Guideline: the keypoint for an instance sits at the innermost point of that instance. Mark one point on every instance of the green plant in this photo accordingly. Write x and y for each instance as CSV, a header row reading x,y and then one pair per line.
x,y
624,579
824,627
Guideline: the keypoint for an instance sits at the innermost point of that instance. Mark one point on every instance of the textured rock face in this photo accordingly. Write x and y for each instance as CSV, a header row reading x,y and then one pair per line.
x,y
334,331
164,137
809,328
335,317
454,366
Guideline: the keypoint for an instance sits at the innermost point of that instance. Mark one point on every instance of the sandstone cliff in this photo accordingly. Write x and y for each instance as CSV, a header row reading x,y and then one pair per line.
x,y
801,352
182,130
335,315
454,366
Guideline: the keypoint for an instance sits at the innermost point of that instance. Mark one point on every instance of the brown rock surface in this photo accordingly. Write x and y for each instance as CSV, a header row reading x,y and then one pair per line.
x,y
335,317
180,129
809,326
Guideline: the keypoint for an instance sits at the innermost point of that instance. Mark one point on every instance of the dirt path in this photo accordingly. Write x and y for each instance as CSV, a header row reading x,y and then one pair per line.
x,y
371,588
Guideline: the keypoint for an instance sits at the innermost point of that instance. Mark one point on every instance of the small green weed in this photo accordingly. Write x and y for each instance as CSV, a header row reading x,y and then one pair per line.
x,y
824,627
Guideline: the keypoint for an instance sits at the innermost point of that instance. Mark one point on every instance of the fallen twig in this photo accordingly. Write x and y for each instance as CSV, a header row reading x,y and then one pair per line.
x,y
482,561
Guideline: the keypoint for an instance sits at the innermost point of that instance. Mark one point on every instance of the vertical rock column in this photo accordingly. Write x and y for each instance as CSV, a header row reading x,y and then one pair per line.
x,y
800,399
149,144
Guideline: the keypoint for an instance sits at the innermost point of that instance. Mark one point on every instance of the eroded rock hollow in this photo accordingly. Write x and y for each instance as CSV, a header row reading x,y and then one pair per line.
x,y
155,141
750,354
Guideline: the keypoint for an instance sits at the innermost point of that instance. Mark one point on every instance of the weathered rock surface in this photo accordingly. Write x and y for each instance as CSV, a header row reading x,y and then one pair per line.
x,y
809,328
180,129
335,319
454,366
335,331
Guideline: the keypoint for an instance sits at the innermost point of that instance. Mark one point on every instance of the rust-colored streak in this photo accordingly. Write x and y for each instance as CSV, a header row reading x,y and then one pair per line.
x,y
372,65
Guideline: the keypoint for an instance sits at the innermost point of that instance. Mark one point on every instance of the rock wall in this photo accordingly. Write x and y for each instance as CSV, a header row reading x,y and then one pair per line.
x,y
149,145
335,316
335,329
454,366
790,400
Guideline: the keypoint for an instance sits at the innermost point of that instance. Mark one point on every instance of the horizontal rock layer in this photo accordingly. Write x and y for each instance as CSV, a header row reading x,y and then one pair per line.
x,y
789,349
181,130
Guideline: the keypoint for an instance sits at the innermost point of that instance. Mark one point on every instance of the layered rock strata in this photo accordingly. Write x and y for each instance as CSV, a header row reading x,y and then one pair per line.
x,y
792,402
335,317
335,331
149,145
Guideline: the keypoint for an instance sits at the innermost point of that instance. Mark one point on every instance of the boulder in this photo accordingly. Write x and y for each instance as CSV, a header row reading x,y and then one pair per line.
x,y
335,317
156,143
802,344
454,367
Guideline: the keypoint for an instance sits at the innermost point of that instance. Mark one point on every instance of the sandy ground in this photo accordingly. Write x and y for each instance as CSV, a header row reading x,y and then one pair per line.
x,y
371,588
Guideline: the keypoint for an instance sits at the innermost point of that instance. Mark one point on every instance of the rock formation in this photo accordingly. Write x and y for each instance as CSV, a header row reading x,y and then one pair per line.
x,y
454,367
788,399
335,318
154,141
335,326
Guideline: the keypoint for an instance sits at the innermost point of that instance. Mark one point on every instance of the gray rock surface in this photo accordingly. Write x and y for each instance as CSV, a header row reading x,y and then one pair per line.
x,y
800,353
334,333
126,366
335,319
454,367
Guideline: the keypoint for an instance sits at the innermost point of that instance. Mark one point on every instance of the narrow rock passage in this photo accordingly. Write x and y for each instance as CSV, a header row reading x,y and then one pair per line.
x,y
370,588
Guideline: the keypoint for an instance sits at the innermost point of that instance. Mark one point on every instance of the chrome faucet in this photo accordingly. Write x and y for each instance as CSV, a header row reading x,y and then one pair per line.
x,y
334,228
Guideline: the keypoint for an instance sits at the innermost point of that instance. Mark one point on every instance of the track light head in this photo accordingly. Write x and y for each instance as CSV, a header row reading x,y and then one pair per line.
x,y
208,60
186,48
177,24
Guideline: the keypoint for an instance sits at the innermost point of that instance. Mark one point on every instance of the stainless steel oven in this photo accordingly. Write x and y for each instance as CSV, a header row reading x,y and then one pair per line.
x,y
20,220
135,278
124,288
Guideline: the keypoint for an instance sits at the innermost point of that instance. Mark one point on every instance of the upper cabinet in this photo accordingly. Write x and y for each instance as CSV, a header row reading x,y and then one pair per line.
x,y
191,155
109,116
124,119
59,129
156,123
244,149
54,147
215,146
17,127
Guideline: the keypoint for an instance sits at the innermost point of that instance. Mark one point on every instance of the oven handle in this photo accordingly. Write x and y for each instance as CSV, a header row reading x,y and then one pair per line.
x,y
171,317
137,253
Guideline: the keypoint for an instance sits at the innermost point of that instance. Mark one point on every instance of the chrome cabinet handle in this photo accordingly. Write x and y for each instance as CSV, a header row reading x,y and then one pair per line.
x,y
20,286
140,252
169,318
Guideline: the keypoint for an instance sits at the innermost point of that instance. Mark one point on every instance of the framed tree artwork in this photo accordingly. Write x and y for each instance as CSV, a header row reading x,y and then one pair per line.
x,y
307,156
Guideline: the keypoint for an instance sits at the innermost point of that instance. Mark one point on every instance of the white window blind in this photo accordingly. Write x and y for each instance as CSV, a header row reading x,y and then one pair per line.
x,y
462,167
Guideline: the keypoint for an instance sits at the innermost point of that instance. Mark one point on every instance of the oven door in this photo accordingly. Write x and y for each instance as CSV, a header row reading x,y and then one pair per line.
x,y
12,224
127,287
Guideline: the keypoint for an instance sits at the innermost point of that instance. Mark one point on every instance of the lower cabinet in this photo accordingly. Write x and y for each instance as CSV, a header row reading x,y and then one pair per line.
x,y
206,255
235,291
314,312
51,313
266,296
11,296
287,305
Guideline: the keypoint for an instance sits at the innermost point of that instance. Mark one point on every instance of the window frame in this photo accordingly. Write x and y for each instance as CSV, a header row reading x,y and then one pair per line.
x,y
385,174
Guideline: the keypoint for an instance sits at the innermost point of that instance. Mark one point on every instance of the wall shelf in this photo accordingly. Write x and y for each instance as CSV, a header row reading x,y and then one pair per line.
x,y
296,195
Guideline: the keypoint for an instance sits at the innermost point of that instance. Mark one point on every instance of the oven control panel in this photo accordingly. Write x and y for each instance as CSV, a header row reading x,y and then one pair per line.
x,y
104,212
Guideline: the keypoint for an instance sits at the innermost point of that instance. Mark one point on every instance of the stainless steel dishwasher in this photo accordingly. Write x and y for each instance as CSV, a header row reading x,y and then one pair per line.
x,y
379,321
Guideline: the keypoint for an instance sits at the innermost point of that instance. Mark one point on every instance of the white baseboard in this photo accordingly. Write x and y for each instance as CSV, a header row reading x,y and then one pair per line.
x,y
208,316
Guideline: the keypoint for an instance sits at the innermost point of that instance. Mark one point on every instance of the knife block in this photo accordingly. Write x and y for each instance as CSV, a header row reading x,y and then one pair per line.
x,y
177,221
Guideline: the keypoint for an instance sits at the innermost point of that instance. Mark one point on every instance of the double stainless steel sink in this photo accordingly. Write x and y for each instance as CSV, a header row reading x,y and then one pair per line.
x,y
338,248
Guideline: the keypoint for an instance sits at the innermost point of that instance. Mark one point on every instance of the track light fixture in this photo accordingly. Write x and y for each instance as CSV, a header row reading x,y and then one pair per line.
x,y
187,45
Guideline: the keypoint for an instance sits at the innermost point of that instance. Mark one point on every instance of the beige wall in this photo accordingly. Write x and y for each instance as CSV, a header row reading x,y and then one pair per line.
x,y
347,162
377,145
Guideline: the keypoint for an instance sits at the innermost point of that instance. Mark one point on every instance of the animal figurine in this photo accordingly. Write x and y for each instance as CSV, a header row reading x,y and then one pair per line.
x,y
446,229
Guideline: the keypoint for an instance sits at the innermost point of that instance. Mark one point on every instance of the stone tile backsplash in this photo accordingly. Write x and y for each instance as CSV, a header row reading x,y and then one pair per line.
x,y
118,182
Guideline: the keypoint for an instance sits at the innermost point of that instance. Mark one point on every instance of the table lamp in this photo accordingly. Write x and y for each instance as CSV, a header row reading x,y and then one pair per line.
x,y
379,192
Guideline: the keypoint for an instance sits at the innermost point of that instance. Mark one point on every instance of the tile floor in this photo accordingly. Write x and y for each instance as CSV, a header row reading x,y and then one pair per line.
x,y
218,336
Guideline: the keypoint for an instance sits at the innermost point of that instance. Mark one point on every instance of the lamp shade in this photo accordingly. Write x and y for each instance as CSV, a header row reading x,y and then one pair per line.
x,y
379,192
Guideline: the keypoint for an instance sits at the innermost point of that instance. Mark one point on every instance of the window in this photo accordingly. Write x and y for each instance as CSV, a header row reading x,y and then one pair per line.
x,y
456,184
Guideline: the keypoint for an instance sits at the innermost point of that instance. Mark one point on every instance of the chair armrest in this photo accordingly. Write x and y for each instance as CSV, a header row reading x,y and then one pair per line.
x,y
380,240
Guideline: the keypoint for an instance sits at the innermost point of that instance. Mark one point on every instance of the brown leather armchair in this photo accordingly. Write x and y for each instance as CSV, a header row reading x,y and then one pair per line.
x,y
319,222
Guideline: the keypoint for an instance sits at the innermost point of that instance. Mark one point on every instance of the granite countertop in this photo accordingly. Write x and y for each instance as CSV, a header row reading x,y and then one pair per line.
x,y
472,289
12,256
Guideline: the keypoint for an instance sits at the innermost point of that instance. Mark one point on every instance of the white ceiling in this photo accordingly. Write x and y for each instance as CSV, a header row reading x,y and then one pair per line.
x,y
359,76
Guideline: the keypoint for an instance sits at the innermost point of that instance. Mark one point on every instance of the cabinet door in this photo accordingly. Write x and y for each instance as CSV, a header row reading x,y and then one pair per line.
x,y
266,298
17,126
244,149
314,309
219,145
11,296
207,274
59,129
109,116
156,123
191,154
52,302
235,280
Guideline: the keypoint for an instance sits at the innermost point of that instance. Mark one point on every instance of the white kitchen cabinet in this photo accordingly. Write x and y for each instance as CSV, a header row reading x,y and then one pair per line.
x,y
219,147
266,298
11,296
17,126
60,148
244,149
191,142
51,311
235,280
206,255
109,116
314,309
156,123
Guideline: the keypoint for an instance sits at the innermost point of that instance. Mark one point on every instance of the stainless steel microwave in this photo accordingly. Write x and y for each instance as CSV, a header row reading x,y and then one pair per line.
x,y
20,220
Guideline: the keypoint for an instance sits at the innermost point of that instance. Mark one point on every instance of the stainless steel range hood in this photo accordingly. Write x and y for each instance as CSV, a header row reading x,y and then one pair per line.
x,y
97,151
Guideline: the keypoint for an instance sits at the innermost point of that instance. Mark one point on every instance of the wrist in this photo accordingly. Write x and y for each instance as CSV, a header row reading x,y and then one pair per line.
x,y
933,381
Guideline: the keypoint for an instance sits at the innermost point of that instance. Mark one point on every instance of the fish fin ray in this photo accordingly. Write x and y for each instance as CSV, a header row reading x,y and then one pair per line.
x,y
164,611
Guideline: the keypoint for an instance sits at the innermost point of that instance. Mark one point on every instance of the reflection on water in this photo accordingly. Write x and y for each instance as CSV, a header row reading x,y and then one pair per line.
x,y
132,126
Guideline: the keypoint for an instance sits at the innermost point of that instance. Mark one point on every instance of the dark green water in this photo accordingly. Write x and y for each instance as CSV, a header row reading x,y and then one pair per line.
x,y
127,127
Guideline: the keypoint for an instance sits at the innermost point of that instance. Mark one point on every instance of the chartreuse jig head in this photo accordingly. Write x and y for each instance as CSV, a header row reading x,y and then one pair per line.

+++

Give back exactly the lines running from the line containing "of the reflection" through the end of the material above, both included, and nothing beyond them.

Final result –
Guideline: the keypoint for an instance sits at the innermost point of that instance. Mark one point on every instance of the reflection on water in this photo accordingly. Write x and y for each instance as CSV, a header row reading x,y and then one pair per line.
x,y
132,126
Guideline: the keypoint for an instance sits at the innermost point of that instance. Mark one point on every instance of the dark green water in this photo accordingly. Write x and y for each instance as CSV, a header row reading x,y and then one pair per line.
x,y
127,127
Guideline: the keypoint for an instance sits at the innermost point of that instance. Mark one point on every instance of the chartreuse jig head in this photo accordingly. Write x and y for each instance as CSV, a header row reading x,y and then one pair per line.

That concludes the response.